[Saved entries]
--- START ---
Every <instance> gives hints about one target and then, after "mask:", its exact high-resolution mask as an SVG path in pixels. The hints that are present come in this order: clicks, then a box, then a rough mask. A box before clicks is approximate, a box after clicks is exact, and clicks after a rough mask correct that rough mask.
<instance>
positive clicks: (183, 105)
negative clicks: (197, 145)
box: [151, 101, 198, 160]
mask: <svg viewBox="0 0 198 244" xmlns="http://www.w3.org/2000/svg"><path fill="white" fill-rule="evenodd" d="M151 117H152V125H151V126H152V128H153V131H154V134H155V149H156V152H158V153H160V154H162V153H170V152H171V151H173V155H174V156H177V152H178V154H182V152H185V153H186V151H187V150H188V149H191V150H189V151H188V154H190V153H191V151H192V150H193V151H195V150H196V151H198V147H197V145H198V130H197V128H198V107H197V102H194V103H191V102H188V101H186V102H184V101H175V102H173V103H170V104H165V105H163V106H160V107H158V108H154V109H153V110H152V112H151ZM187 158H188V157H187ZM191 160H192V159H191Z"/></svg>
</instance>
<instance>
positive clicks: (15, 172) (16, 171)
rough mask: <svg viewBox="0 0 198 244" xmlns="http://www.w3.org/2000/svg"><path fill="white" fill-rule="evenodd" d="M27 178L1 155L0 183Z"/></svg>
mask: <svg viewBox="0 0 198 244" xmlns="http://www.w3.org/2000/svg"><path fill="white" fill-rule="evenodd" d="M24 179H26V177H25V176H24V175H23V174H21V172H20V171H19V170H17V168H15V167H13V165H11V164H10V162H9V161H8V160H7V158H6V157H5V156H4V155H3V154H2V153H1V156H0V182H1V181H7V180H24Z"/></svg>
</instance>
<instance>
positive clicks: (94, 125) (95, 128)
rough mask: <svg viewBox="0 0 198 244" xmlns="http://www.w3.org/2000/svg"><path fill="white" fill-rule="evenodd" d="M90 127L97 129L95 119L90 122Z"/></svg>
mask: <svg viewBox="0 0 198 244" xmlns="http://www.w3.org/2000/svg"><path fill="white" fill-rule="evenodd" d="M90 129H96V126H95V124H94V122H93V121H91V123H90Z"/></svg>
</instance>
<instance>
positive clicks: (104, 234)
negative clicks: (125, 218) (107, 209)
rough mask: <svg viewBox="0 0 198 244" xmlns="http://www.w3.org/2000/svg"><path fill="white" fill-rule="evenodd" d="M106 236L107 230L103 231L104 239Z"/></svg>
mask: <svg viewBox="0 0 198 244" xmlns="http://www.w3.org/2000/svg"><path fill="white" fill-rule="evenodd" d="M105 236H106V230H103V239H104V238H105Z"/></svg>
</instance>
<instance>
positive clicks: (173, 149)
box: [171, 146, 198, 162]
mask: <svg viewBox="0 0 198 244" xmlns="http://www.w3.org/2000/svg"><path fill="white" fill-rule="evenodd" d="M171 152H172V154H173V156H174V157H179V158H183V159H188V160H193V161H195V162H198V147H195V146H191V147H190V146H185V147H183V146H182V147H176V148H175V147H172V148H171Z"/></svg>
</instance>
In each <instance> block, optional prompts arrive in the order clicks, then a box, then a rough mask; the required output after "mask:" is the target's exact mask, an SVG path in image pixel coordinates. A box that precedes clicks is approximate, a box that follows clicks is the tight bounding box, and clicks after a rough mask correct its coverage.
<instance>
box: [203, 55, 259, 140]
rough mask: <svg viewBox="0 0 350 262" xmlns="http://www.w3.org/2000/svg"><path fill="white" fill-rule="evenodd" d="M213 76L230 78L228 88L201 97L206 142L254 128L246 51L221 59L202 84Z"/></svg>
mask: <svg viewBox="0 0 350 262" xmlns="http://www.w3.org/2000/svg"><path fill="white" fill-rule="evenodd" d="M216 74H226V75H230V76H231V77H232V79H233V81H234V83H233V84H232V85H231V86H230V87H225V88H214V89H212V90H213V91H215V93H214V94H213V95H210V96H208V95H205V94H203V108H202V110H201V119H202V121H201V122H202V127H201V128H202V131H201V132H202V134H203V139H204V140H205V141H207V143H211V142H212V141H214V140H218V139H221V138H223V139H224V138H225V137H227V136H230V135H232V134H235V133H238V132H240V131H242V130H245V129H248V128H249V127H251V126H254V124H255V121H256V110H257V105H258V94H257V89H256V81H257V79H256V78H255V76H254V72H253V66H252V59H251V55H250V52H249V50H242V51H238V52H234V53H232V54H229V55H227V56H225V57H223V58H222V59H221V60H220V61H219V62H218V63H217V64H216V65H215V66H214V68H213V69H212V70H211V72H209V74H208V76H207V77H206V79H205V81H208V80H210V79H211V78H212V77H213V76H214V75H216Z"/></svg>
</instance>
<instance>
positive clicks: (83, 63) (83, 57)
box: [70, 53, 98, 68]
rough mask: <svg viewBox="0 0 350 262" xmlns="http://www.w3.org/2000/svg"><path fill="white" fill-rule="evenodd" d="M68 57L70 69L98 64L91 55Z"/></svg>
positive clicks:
--- END ---
WORK ITEM> Tell me how many lines of the records include the word "positive", and say nothing else.

ANSWER TO THE EXERCISE> 7